◆ Kurze Aufgabe A
Welche Maßnahmen kündigt die syrische Führung im Text über die Proteste in Syrien an oder zieht sie in Erwägung? Nenne alle.

◆ Vorliegender Text
Der paradoxe Herrscher
Nach Zusammenstössen zwischen Bürgern und Polizei ist die Lage in Syrien eskaliert. Machthaber Baschar al Assad ist zu weitreichenden Reformen bereit, gleichzeitig lässt er sein Volk niedermetzeln.
Angesichts der Proteste in Syrien hat die Führung des Landes Reformen angekündigt und eine Überprüfung des seit 1963 geltenden Notstandsgesetzes zugesagt. Die Regierung werde darüber nachdenken, den Ausnahmezustand aufzuheben und politische Parteien zuzulassen, sagte Präsidentenberaterin Bussaina Schaban.
Die Forderungen der protestierenden Bevölkerung seien «legitim», sagte die Beraterin von Präsident Baschar al Assad weiter. Jede zu treffende Entscheidung werde daher die Menschen in Daraa berücksichtigen, sagte sie in Anspielung auf die zentrale Stadt der Proteste.

◆ Vorgegebene Einträge
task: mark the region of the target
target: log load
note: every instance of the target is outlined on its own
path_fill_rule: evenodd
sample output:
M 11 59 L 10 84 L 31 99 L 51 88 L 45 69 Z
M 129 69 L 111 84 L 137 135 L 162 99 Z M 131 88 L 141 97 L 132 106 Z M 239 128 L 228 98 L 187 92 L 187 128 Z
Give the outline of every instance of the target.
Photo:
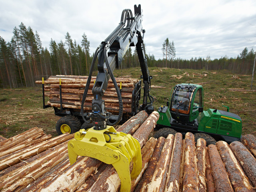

◆ Kurze Aufgabe B
Kannst du die Einträge aus Block 1 noch einmal wiedergeben und darin „sample output“ durch „expected output“ ändern, ohne sonst etwas anzutasten? Lass die Bilder dabei weg.

◆ Schriftliche Antwort A
- Reformen
- Überprüfung des seit 1963 geltenden Notstandsgesetzes
- Aufhebung des Ausnahmezustands
- Zulassung politischer Parteien

◆ Schriftliche Antwort B
task: mark the region of the target
target: log load
note: every instance of the target is outlined on its own
path_fill_rule: evenodd
expected output:
M 11 59 L 10 84 L 31 99 L 51 88 L 45 69 Z
M 129 69 L 111 84 L 137 135 L 162 99 Z M 131 88 L 141 97 L 132 106 Z M 239 128 L 228 98 L 187 92 L 187 128 Z
Give the outline of every instance of the target.
Photo:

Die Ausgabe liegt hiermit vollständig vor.